● What to produce: Locate the line that contains "help me out — i'm trying to find the wood plank" in the entries below. Retype it and all following lines through the final one, character for character.

● Material provided:
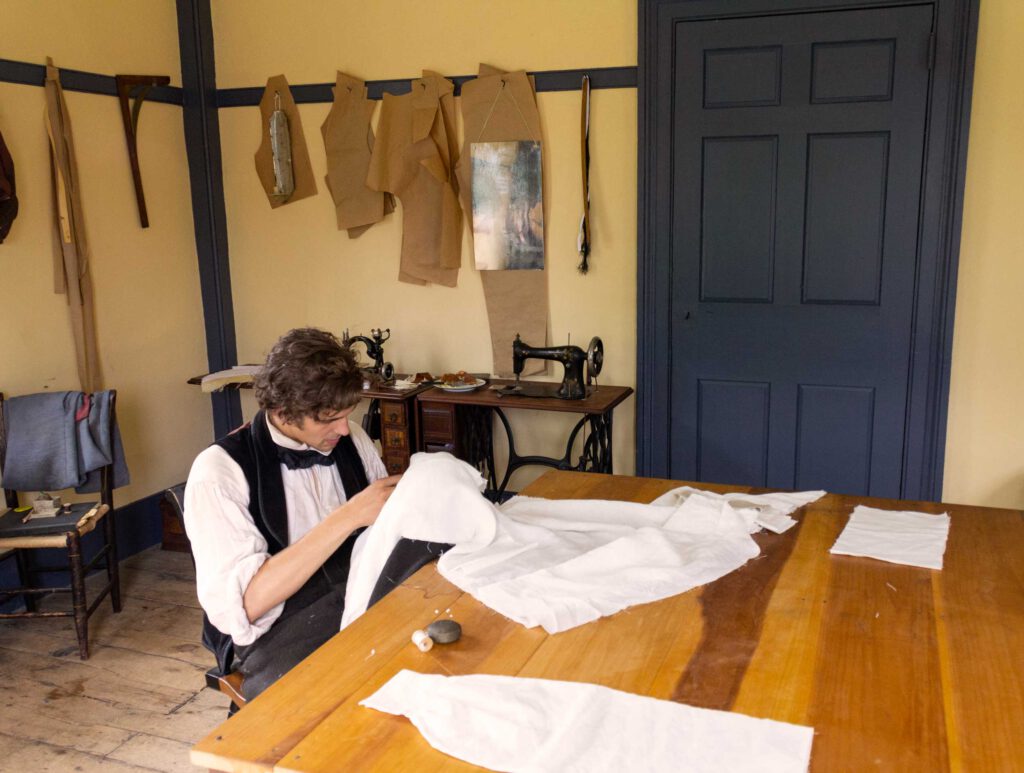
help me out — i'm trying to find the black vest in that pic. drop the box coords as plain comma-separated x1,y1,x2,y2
202,411,369,673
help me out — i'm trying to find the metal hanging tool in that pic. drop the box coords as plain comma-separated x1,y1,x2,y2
269,91,295,203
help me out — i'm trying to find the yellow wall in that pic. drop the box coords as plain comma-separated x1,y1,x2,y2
942,0,1024,508
0,1,212,507
212,1,638,489
3,0,1018,511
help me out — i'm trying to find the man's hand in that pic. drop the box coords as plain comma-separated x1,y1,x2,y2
242,474,401,623
334,474,402,529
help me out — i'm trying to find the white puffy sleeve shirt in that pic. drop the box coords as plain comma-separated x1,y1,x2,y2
183,415,388,646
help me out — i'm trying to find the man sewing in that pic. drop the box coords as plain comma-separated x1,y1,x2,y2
184,327,434,702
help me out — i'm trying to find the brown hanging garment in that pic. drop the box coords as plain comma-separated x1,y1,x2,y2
366,71,461,286
457,64,549,376
321,71,394,237
0,128,18,243
44,58,102,392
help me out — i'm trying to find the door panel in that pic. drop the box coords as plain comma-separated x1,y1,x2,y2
668,6,932,496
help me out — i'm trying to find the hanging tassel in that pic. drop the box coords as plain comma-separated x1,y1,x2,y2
577,74,592,274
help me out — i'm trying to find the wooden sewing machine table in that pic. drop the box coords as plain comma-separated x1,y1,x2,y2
190,471,1024,772
417,381,633,494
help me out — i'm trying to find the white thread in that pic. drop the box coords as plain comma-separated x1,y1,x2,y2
412,629,434,652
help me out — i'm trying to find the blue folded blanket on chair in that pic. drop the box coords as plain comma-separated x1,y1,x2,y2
1,390,130,493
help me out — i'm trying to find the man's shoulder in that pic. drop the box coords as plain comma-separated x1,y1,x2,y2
188,443,247,489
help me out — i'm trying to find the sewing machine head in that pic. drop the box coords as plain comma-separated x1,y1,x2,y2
342,327,394,383
511,334,604,400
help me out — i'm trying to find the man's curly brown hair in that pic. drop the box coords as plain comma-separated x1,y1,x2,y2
253,328,363,424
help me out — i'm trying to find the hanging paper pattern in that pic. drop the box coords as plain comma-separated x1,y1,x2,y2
254,75,317,208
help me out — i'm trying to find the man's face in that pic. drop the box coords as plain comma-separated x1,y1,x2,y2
274,405,356,452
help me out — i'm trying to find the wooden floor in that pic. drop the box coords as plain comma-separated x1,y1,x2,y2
0,547,228,772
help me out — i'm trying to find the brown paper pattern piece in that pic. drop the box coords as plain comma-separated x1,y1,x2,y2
321,72,393,236
254,75,317,208
458,65,548,376
366,72,461,285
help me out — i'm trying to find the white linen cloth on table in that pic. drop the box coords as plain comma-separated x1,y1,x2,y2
342,452,762,634
361,669,814,773
649,485,826,534
829,504,951,570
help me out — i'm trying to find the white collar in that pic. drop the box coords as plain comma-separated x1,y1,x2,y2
264,413,332,455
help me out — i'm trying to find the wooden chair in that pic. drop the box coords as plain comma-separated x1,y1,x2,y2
161,484,247,713
0,391,122,659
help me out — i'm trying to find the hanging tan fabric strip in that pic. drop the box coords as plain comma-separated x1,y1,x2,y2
44,58,102,393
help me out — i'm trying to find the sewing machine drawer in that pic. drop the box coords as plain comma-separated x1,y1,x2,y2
382,403,406,426
382,426,407,449
383,452,409,475
420,403,455,440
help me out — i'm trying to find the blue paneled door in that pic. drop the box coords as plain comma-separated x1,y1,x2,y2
669,6,933,496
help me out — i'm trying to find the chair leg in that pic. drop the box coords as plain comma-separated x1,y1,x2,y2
67,532,89,660
104,507,122,613
14,549,37,613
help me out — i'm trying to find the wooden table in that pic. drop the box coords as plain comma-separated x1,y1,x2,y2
418,381,633,494
191,471,1024,772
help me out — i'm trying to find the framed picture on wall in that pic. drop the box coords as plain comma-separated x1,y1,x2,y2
471,140,544,271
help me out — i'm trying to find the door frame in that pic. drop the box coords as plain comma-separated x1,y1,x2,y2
636,0,980,500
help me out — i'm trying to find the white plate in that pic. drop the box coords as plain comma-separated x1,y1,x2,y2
436,378,486,392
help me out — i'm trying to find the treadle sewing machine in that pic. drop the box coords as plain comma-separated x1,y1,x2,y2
496,334,605,400
417,333,630,496
342,327,407,452
342,327,395,383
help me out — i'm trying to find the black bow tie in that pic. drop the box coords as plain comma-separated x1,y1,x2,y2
278,447,335,470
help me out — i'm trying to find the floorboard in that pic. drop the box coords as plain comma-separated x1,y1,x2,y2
0,547,229,772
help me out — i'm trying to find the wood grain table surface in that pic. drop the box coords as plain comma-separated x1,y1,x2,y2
191,471,1024,772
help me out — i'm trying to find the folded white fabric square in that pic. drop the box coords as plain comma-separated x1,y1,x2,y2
829,505,950,570
361,669,814,773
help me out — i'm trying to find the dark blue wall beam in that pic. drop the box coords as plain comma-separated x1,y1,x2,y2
0,58,182,104
217,65,637,107
2,58,633,107
176,0,242,437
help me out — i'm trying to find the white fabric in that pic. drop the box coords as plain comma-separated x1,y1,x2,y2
342,453,760,634
361,670,814,773
184,415,387,645
649,485,825,534
830,505,950,570
341,452,498,629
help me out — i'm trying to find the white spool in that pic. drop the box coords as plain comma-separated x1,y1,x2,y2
411,629,434,652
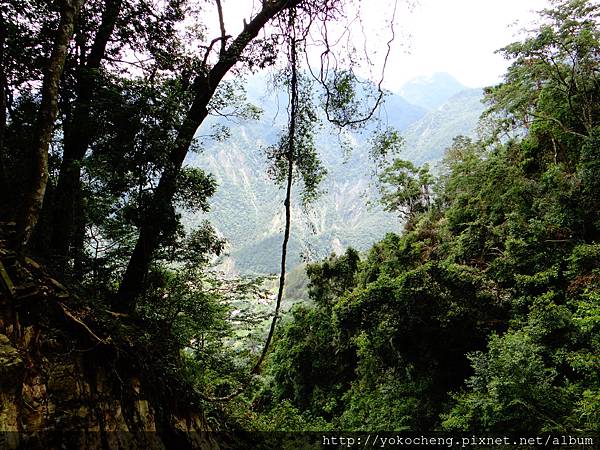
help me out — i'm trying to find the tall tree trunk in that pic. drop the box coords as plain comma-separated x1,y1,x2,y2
252,21,298,375
48,0,122,263
116,0,299,307
15,0,86,252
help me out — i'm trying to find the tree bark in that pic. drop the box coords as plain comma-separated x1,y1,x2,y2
116,0,300,307
252,23,297,375
15,0,86,252
48,0,122,262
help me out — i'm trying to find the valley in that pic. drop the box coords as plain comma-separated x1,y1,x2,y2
187,73,486,275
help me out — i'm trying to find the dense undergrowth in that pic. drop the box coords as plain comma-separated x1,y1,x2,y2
1,0,599,442
220,0,600,434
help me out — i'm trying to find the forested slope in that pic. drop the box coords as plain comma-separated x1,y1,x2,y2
0,0,598,446
239,0,600,435
187,75,483,275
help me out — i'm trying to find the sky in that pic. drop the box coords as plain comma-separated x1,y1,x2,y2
217,0,553,91
384,0,553,89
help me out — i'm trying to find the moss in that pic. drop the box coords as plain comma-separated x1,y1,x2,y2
0,334,23,392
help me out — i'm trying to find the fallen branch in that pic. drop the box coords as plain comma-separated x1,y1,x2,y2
58,301,106,344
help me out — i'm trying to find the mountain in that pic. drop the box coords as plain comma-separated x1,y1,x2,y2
377,92,428,129
185,75,484,275
400,88,486,165
399,72,467,111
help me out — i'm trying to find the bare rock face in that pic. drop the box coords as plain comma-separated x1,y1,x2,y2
0,246,215,449
0,325,214,449
0,334,23,389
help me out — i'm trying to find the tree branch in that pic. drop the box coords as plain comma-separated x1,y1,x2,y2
215,0,227,57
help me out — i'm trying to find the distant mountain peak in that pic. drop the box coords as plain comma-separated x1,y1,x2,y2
399,72,467,111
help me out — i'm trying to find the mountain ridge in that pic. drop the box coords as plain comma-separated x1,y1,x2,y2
399,72,468,111
186,73,485,275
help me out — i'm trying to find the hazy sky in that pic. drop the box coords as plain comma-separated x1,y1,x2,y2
218,0,553,91
378,0,553,90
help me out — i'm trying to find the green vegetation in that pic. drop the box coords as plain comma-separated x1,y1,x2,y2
1,0,598,444
238,0,600,434
188,74,483,276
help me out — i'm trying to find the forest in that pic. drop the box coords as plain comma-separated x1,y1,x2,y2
0,0,599,448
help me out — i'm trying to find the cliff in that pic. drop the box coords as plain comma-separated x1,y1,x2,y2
0,223,213,449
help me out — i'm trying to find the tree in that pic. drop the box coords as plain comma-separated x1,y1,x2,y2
486,0,600,150
43,0,199,266
15,0,86,251
4,0,396,308
47,0,123,263
0,9,8,208
116,0,396,308
377,158,433,224
116,0,303,306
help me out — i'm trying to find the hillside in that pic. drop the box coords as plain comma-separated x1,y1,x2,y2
252,2,600,431
401,88,486,165
187,75,484,275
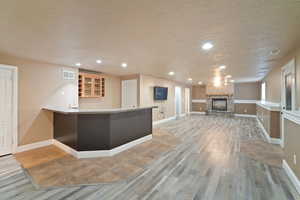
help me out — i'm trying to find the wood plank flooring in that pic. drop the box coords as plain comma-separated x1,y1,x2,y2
0,115,299,200
14,129,180,187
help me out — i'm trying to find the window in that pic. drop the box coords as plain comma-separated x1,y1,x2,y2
261,82,266,101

● Written solution:
help me out — i'm trying to find the wood plank flooring in that pic. drop the box coords as plain comma-separated x1,y1,x2,y2
0,115,299,200
14,129,180,187
help me out — i'm trying to find the window in that pic. drop the box coords as plain comma-separated x1,y1,x2,y2
261,82,266,101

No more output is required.